■ **TASK DETAILS**: Copy the lines below verbatim, starting at the line containing "Target phrase = dog's muzzle" and continuing through the end of the entries, including both ends. Omit the pictures from your copy.

Excerpts from a point labeling dataset

begin

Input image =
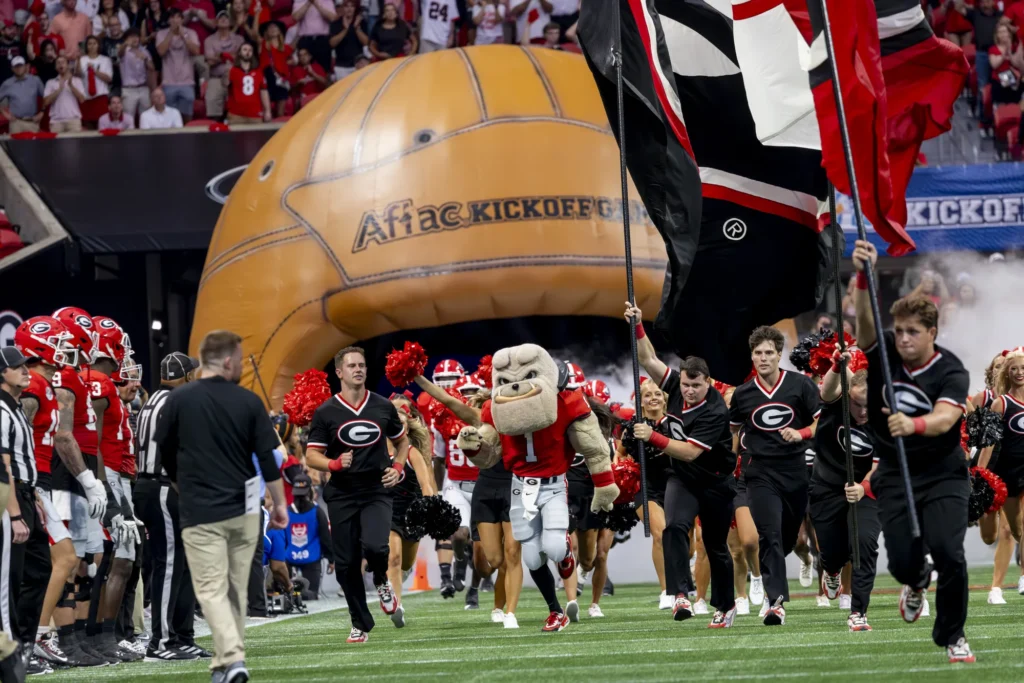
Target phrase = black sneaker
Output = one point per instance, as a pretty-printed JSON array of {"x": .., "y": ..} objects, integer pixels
[
  {"x": 169, "y": 654},
  {"x": 12, "y": 667},
  {"x": 472, "y": 599}
]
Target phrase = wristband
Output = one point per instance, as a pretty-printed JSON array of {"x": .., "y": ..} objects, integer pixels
[
  {"x": 605, "y": 478},
  {"x": 659, "y": 441},
  {"x": 920, "y": 426}
]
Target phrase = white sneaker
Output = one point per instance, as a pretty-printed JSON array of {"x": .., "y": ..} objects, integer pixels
[
  {"x": 398, "y": 617},
  {"x": 806, "y": 578},
  {"x": 757, "y": 592},
  {"x": 572, "y": 610}
]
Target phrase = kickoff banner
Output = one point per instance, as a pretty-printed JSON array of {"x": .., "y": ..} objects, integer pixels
[{"x": 957, "y": 208}]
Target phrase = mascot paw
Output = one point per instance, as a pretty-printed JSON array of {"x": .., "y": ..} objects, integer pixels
[
  {"x": 469, "y": 438},
  {"x": 604, "y": 498}
]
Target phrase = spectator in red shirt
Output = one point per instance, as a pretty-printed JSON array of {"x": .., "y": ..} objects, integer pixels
[
  {"x": 248, "y": 100},
  {"x": 308, "y": 78},
  {"x": 274, "y": 59}
]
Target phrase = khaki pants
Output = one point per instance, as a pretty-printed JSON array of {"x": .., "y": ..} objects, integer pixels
[
  {"x": 219, "y": 556},
  {"x": 70, "y": 126},
  {"x": 135, "y": 99},
  {"x": 6, "y": 644},
  {"x": 24, "y": 127}
]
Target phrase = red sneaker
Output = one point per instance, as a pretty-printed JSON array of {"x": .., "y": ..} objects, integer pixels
[
  {"x": 566, "y": 566},
  {"x": 556, "y": 622}
]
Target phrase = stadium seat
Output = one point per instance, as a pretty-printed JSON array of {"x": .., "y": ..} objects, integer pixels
[{"x": 1005, "y": 119}]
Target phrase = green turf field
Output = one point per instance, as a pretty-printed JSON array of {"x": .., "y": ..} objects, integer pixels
[{"x": 633, "y": 642}]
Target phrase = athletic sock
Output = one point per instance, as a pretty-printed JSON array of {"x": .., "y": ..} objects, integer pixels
[{"x": 546, "y": 585}]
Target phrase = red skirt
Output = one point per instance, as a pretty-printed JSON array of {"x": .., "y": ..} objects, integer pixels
[{"x": 95, "y": 108}]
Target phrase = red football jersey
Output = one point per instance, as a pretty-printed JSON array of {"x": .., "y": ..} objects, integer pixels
[
  {"x": 115, "y": 417},
  {"x": 244, "y": 88},
  {"x": 459, "y": 466},
  {"x": 44, "y": 425},
  {"x": 128, "y": 453},
  {"x": 84, "y": 428},
  {"x": 546, "y": 453}
]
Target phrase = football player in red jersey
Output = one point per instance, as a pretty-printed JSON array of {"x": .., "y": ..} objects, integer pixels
[
  {"x": 248, "y": 100},
  {"x": 86, "y": 529},
  {"x": 112, "y": 425},
  {"x": 51, "y": 411}
]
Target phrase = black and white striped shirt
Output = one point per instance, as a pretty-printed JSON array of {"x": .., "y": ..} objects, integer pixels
[
  {"x": 147, "y": 456},
  {"x": 15, "y": 439}
]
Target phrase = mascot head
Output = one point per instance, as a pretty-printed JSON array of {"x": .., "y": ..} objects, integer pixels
[{"x": 524, "y": 397}]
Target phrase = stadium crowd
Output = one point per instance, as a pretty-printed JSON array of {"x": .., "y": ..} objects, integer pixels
[{"x": 118, "y": 65}]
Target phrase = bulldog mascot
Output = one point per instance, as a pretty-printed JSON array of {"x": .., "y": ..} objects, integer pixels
[{"x": 537, "y": 430}]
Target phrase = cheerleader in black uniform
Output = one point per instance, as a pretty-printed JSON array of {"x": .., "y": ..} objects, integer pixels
[
  {"x": 417, "y": 480},
  {"x": 1009, "y": 462}
]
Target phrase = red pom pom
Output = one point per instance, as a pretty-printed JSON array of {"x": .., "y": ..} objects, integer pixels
[
  {"x": 443, "y": 420},
  {"x": 402, "y": 367},
  {"x": 484, "y": 369},
  {"x": 627, "y": 474},
  {"x": 308, "y": 393},
  {"x": 997, "y": 484}
]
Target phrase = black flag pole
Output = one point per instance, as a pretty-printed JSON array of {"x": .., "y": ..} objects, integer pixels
[
  {"x": 616, "y": 57},
  {"x": 872, "y": 292},
  {"x": 844, "y": 381}
]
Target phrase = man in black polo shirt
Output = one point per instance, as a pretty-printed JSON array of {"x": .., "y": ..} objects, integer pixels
[
  {"x": 699, "y": 443},
  {"x": 207, "y": 434},
  {"x": 931, "y": 387},
  {"x": 346, "y": 438},
  {"x": 173, "y": 599}
]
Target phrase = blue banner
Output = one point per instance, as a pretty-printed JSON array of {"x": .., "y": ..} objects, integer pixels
[{"x": 957, "y": 208}]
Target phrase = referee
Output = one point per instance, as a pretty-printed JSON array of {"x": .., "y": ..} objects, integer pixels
[
  {"x": 25, "y": 536},
  {"x": 346, "y": 438},
  {"x": 207, "y": 434},
  {"x": 173, "y": 600}
]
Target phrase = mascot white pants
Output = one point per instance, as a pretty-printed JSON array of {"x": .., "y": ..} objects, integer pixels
[{"x": 540, "y": 516}]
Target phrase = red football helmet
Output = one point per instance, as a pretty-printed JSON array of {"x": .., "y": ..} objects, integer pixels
[
  {"x": 80, "y": 325},
  {"x": 446, "y": 372},
  {"x": 577, "y": 378},
  {"x": 114, "y": 344},
  {"x": 597, "y": 389},
  {"x": 47, "y": 339}
]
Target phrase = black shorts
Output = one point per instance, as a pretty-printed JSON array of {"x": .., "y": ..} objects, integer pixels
[
  {"x": 492, "y": 501},
  {"x": 581, "y": 516}
]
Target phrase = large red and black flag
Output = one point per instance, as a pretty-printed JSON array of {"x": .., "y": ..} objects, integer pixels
[
  {"x": 757, "y": 255},
  {"x": 898, "y": 82}
]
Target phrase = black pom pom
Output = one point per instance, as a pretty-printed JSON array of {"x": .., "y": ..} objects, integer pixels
[
  {"x": 432, "y": 516},
  {"x": 800, "y": 356},
  {"x": 984, "y": 428},
  {"x": 621, "y": 519},
  {"x": 981, "y": 498}
]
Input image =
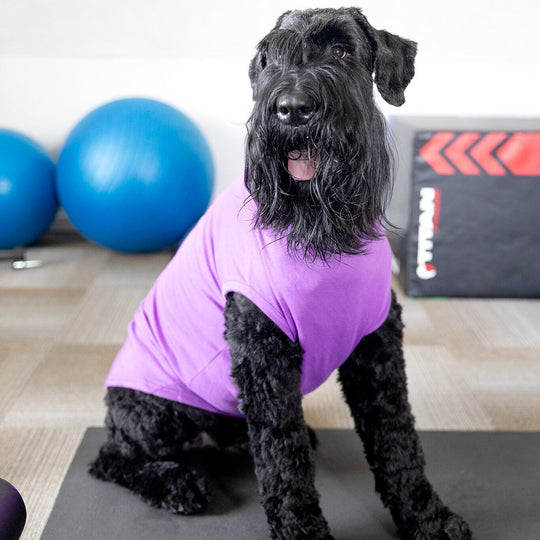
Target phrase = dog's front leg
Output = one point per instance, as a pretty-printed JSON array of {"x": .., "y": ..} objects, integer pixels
[
  {"x": 375, "y": 387},
  {"x": 266, "y": 366}
]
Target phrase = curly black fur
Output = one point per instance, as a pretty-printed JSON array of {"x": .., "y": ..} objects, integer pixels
[
  {"x": 375, "y": 387},
  {"x": 265, "y": 359},
  {"x": 329, "y": 56}
]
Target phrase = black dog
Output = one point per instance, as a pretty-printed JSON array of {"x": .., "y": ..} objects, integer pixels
[{"x": 318, "y": 178}]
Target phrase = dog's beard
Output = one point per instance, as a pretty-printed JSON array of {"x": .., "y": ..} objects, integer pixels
[{"x": 333, "y": 201}]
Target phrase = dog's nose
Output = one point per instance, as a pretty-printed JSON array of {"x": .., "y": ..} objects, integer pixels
[{"x": 294, "y": 108}]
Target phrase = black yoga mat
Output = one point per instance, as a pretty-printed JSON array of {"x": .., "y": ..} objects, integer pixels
[{"x": 491, "y": 479}]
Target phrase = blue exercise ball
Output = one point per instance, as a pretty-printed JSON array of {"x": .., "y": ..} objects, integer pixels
[
  {"x": 134, "y": 175},
  {"x": 28, "y": 201}
]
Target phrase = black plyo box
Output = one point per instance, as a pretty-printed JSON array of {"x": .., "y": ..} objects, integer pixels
[{"x": 466, "y": 206}]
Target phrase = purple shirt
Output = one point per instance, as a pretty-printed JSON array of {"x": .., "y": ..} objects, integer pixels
[{"x": 175, "y": 347}]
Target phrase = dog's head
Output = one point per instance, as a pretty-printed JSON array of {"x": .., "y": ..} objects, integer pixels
[{"x": 317, "y": 162}]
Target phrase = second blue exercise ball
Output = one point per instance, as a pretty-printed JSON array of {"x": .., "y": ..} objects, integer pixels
[
  {"x": 28, "y": 200},
  {"x": 134, "y": 175}
]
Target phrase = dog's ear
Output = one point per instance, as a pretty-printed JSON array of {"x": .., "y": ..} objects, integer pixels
[{"x": 393, "y": 60}]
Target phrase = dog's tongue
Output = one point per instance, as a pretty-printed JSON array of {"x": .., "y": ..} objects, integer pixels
[{"x": 301, "y": 165}]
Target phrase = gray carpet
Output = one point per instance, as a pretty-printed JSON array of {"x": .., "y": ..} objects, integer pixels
[{"x": 492, "y": 479}]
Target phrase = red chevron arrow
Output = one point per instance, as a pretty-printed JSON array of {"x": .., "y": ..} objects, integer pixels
[
  {"x": 521, "y": 154},
  {"x": 431, "y": 152},
  {"x": 482, "y": 153},
  {"x": 456, "y": 153}
]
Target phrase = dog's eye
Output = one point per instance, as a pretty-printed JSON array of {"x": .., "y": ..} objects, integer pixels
[{"x": 339, "y": 52}]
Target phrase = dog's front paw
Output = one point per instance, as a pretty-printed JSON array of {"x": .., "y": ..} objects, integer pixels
[
  {"x": 174, "y": 487},
  {"x": 445, "y": 525}
]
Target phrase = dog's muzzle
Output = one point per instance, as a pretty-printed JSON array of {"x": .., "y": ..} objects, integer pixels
[{"x": 295, "y": 108}]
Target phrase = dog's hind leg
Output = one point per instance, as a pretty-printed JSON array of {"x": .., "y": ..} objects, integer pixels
[
  {"x": 375, "y": 387},
  {"x": 266, "y": 366},
  {"x": 143, "y": 451}
]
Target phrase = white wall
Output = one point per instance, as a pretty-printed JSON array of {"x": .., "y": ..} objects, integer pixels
[{"x": 61, "y": 58}]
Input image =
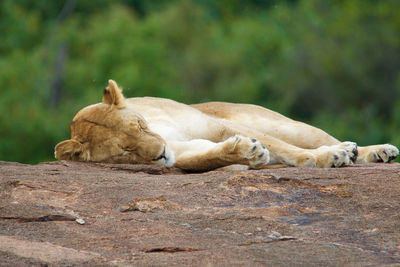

end

■ **EXERCISE ANSWER**:
Target phrase = dog's muzzle
Output = one point per instance, as a pretty-printed JSON array of {"x": .., "y": ..} objects, integer pixels
[{"x": 295, "y": 108}]
Target phrase = dog's hind leg
Output = one point per instance, as a pretty-printed JSON array of {"x": .., "y": ..} objects, integer pixels
[
  {"x": 375, "y": 387},
  {"x": 266, "y": 366},
  {"x": 143, "y": 451}
]
Target phrase = white wall
Output = one point per instance, as a pretty-printed JSON array of {"x": .., "y": ..} objects, integer pixels
[{"x": 61, "y": 58}]
Input image =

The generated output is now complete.